→ Problem set
a: Answer these from the article on dolphin deaths along the East Coast:
(i) What total had the strandings reached through Sept. 2?
(ii) Where does the Virginia Aquarium Stranding Response Team take the dolphins it recovers?
(iii) About how many dolphins does the Stranding Team recover in an average July?
b: Print the article on dolphin deaths unchanged, everything from "Since early July, strandings" down to "cause of death.".

→ Extracted text
┄┄┄┄┄┄┄┄┄┄┄┄┄┄┄┄┄┄┄┄

VIRGINIA BEACH, Va. -- Dolphins are dying at an alarming rate along the East Coast. Hundreds have washed ashore, and marine biologists are scrambling to examine the animals.
It's an ominous site. A large male bottlenose dolphin lies dead on the Virginia coast, while other dolphins swim by -- potential victims of what's been declared by scientists as an "unusual mortality event" in the Mid-Atlantic region.
Since early July, strandings of bottlenose dolphins have jumped from New York to North Carolina. In fact, for the months of July and August, these strandings were more than nine times the historical average, reaching a total of 430 through Sept. 2.
In Virginia, the Virginia Aquarium Stranding Response Team has been recovering the dolphins and transporting them to the Marine Animal Care Center in Virginia Beach, Va. There, marine biologists have been performing what's called a "necropsy" on each dolphin to determine the cause of death.
Magnitude of the Crisis
For a better idea of the magnitude of the crisis, on average in July each year, the Stranding Team recovers around six to seven dolphins. In July this year alone, however, they recovered just shy of 50.

┄┄┄┄┄┄┄┄┄┄┄┄┄┄┄┄┄┄┄┄

→ Records shown

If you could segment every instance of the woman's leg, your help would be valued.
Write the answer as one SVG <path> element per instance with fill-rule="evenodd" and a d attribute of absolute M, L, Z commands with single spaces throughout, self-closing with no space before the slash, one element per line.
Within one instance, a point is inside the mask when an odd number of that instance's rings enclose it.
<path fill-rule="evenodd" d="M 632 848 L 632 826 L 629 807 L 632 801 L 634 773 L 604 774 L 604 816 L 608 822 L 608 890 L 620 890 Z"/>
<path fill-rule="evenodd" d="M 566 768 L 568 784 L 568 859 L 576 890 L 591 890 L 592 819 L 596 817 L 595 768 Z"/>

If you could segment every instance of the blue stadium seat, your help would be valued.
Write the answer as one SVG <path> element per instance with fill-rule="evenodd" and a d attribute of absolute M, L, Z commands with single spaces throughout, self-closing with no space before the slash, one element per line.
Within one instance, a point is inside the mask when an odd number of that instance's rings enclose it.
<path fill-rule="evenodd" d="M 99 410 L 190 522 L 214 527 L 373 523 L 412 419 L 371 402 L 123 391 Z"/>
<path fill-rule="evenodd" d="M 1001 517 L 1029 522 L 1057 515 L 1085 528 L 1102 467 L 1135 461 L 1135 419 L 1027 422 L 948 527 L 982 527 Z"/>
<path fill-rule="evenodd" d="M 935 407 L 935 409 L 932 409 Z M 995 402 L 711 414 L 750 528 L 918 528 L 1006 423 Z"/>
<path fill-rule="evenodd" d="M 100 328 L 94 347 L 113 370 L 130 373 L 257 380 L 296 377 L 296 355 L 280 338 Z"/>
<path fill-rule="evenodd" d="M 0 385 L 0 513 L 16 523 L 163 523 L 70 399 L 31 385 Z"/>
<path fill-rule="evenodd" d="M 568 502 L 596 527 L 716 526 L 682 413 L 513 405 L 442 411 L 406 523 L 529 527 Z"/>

┄┄┄┄┄┄┄┄┄┄┄┄┄┄┄┄┄┄┄┄

→ Answers to each task
a:
(i) 430
(ii) The Marine Animal Care Center in Virginia Beach, Va.
(iii) Around six to seven

b:
Since early July, strandings of bottlenose dolphins have jumped from New York to North Carolina. In fact, for the months of July and August, these strandings were more than nine times the historical average, reaching a total of 430 through Sept. 2.
In Virginia, the Virginia Aquarium Stranding Response Team has been recovering the dolphins and transporting them to the Marine Animal Care Center in Virginia Beach, Va. There, marine biologists have been performing what's called a "necropsy" on each dolphin to determine the cause of death.